Source material: Begin

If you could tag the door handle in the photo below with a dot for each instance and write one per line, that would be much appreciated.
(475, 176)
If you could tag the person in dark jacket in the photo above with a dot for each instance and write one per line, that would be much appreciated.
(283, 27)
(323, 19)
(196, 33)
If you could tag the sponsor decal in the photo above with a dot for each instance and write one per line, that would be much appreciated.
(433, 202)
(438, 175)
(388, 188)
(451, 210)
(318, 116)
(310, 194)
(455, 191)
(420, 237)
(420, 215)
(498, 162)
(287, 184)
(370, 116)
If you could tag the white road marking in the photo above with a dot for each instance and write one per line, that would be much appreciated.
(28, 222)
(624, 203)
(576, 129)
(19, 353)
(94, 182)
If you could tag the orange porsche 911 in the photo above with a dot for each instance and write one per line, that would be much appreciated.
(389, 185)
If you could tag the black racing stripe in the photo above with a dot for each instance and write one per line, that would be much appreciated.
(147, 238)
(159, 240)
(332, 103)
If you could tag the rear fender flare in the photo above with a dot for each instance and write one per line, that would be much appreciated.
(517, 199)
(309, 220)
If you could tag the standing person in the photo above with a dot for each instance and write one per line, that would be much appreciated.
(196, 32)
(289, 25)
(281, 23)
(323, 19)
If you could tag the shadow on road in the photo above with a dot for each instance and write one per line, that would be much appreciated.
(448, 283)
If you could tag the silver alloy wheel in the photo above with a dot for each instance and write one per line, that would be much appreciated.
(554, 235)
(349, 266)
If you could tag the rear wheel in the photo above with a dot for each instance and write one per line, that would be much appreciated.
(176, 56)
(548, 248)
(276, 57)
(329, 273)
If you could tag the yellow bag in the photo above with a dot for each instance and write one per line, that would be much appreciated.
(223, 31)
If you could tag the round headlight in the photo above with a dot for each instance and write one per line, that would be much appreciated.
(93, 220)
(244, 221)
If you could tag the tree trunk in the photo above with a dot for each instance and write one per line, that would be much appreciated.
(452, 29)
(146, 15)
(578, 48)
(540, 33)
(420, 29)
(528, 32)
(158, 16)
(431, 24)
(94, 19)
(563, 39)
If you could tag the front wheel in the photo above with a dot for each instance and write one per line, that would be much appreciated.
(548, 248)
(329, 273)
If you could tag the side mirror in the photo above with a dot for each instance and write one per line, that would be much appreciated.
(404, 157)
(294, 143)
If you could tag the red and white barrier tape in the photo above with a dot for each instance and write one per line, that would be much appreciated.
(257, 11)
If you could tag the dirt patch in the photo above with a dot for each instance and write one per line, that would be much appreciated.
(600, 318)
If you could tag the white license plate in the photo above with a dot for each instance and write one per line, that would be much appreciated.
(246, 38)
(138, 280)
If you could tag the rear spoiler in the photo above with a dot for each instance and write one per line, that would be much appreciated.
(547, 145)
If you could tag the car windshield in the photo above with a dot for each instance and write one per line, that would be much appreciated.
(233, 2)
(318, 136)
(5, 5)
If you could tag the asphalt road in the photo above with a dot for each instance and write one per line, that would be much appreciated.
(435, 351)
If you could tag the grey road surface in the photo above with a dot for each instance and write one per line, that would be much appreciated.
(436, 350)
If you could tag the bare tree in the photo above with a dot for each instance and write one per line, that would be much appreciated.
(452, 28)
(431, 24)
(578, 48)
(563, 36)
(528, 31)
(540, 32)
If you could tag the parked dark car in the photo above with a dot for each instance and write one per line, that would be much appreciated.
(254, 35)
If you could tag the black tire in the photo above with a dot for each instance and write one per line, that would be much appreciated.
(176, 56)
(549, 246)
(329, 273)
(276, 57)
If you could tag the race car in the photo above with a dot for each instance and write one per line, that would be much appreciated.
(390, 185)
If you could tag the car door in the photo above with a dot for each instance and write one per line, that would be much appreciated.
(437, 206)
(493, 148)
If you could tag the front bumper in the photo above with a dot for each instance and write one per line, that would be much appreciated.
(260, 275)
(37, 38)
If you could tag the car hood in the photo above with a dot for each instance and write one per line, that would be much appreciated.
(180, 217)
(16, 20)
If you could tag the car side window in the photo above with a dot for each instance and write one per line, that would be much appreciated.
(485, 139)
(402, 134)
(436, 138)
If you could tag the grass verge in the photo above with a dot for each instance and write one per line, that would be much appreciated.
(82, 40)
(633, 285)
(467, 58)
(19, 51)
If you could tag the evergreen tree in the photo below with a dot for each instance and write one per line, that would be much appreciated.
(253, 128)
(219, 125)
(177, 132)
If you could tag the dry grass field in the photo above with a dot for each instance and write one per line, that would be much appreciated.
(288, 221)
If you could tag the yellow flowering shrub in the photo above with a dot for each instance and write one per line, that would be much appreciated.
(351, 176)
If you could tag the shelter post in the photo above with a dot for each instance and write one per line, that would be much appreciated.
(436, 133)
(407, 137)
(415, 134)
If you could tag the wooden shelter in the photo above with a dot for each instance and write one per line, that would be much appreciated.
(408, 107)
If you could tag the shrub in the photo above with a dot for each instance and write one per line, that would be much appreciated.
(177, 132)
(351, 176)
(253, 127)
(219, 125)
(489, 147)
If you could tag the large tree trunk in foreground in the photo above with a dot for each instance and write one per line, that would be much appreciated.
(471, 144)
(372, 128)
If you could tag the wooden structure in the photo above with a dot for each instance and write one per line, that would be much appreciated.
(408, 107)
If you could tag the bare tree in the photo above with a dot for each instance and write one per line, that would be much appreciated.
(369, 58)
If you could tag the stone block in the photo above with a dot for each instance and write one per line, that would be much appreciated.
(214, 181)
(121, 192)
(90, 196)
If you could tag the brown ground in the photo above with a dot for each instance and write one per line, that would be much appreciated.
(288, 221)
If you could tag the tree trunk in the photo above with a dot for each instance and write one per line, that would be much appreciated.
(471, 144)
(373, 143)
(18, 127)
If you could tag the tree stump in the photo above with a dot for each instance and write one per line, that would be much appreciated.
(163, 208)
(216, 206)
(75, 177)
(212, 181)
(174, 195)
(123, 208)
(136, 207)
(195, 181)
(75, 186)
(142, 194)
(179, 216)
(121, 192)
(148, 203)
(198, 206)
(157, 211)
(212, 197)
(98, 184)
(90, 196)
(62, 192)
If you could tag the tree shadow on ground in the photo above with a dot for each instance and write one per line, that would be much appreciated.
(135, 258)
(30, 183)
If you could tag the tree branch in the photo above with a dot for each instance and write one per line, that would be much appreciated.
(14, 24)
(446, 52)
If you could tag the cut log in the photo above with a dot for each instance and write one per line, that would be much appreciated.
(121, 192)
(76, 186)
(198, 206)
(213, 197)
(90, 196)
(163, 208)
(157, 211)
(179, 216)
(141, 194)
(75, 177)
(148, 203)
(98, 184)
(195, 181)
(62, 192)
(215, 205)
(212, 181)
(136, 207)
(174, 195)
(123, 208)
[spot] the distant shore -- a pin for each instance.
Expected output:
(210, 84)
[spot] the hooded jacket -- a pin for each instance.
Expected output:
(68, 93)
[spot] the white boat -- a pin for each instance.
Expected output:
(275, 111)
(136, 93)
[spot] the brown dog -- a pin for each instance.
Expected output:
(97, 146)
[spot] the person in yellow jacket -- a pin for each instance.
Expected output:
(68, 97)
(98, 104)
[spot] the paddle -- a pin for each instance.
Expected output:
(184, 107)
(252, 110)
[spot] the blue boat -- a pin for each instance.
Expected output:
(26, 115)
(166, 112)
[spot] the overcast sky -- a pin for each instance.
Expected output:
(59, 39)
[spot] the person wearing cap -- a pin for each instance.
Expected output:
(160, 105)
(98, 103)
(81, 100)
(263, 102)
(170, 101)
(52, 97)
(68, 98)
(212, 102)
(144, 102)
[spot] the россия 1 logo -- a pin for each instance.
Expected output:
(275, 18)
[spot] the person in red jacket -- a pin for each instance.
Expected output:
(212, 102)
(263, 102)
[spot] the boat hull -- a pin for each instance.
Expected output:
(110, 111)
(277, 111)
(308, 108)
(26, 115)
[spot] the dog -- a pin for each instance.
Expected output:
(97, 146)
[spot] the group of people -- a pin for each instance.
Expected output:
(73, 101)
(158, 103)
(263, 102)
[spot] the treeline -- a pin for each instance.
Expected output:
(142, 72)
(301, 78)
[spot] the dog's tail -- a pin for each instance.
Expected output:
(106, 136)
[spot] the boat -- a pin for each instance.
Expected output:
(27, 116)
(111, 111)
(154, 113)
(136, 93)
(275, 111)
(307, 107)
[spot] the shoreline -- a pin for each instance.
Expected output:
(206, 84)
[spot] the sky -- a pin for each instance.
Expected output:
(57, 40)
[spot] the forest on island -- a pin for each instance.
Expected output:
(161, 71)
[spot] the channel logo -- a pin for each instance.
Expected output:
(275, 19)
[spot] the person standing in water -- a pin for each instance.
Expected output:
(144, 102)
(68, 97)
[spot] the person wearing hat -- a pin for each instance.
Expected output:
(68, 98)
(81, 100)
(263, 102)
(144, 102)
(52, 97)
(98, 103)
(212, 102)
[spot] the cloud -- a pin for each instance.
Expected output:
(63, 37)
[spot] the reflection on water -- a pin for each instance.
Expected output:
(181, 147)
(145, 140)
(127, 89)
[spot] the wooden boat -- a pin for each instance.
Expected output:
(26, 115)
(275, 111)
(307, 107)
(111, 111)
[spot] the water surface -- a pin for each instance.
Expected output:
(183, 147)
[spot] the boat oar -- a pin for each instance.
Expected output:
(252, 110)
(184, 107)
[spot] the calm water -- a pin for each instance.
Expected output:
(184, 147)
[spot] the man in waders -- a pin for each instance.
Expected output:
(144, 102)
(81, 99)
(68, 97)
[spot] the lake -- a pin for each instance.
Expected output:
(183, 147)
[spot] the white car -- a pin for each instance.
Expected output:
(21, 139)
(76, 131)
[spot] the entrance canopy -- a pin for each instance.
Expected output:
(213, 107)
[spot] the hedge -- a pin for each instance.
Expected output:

Source material: End

How to complete this task
Take each line above that contains "boat" and copy it out.

Exercise result
[spot] the white boat -- a pin for each instance.
[spot] the blue boat -- a pin for each instance.
[spot] the boat hull -- a pin for each instance.
[spot] the boat -- a pin for each instance.
[spot] the wooden boat -- a pin for each instance.
[spot] the boat oar -- a pin for each instance.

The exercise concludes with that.